::: Material shown :::

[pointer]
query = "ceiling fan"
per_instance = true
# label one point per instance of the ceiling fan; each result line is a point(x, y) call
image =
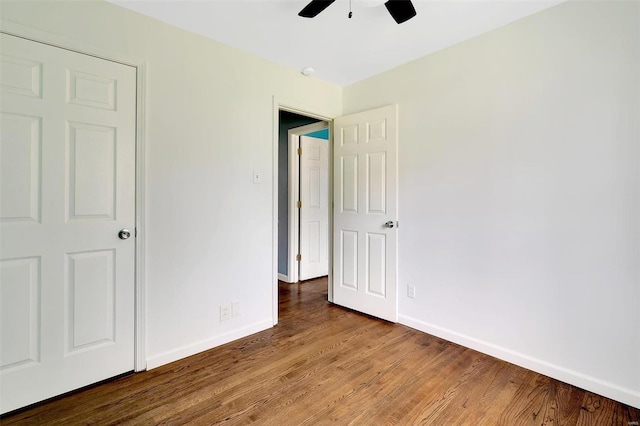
point(400, 10)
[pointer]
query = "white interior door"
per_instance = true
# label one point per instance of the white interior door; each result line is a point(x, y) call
point(67, 187)
point(365, 212)
point(314, 207)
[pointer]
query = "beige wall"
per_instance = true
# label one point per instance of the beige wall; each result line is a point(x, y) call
point(210, 124)
point(519, 170)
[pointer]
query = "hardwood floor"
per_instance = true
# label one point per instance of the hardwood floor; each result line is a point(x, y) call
point(327, 365)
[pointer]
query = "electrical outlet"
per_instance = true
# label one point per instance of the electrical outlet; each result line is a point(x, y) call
point(411, 291)
point(225, 312)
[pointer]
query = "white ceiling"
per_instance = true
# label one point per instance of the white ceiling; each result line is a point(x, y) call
point(341, 50)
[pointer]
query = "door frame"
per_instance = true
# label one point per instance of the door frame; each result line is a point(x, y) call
point(280, 104)
point(293, 143)
point(140, 64)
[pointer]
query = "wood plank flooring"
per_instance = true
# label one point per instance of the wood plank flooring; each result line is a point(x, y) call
point(327, 365)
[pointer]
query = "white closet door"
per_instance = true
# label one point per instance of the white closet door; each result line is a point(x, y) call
point(365, 212)
point(67, 187)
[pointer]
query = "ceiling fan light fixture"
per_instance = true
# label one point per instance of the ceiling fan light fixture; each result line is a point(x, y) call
point(400, 10)
point(372, 3)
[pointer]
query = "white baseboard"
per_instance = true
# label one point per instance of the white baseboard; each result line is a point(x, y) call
point(204, 345)
point(601, 387)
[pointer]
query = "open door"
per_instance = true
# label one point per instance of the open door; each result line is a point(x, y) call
point(314, 207)
point(365, 212)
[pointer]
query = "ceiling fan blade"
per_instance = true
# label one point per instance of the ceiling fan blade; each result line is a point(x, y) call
point(400, 10)
point(315, 7)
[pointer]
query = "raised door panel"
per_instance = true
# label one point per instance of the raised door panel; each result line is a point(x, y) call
point(20, 282)
point(21, 76)
point(90, 305)
point(91, 174)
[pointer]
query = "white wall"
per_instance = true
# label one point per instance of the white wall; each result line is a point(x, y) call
point(210, 124)
point(519, 167)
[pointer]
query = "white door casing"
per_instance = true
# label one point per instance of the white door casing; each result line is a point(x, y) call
point(365, 198)
point(67, 186)
point(314, 207)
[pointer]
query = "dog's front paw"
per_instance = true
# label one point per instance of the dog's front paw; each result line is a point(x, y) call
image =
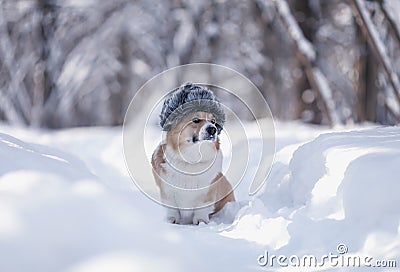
point(172, 220)
point(173, 216)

:::

#### [Stated task]
Leave out every picture and copy the rest of the records exactly.

#### [Written solution]
[pointer]
query = "ceiling fan"
per_instance = true
# label one point per instance of the ceiling fan; each result line is a point(x, y) call
image =
point(400, 10)
[pointer]
query = "white interior door"
per_instance = true
# label one point per instance of the white interior door; each result line is a point(x, y) call
point(67, 187)
point(365, 212)
point(314, 207)
[pointer]
query = "beige wall"
per_instance = true
# label one point per instance of the beige wall; each result line is a point(x, y) call
point(210, 124)
point(519, 170)
[pointer]
query = "hardwood floor"
per_instance = true
# label one point per instance of the hardwood floor; each result line is a point(x, y) call
point(327, 365)
[pointer]
query = "electrical outlet"
per_instance = true
# label one point per instance of the electrical outlet; each result line is a point(x, y) call
point(411, 291)
point(225, 312)
[pointer]
query = "white ceiling"
per_instance = true
# label one point per instance of the white ceiling; each result line is a point(x, y) call
point(341, 50)
[pointer]
query = "door frame"
per_instance = true
# label one point per instance of the door frame; each result line is a point(x, y) call
point(280, 104)
point(293, 143)
point(140, 64)
[pointer]
query = "wood plank flooring"
per_instance = true
# label one point per instance of the wood plank flooring; each result line is a point(x, y) call
point(327, 365)
[pointer]
query = "white closet door"
per_instance = true
# label one point per instance of the white closet door; each result line is a point(x, y) call
point(365, 212)
point(67, 187)
[pointer]
query = "ceiling fan light fixture"
per_instance = true
# label one point per instance of the ceiling fan light fixture; each result line is a point(x, y) call
point(400, 10)
point(372, 3)
[pointer]
query = "white baseboard"
per_instance = true
# label one point per instance of the white baseboard; each result line is a point(x, y) call
point(204, 345)
point(601, 387)
[pointer]
query = "open door"
per_instance = true
# label one point per instance of the open door; each result line is a point(x, y) call
point(314, 207)
point(365, 212)
[pointer]
query = "ceiling fan blade"
per_instance = true
# label one point per instance of the ceiling fan blade; each result line is a point(x, y) call
point(400, 10)
point(315, 7)
[pointer]
query = "raised door panel"
per_instance = true
# label one point per instance of the raised door panel; each result line is a point(x, y) call
point(20, 282)
point(21, 76)
point(90, 305)
point(91, 174)
[pointer]
query = "white wall"
per_instance = true
# label one point per instance of the white wall; each result line is a point(x, y) call
point(210, 124)
point(519, 167)
[pointer]
query = "white door casing"
per_instance = true
# label one point per instance of the white door casing; each result line is a point(x, y) call
point(365, 198)
point(67, 186)
point(314, 207)
[pointer]
query = "dog's front paw"
per_instance = true
# label one point per instance of the dog's front paw; each result line is a point(x, y) call
image =
point(172, 220)
point(173, 216)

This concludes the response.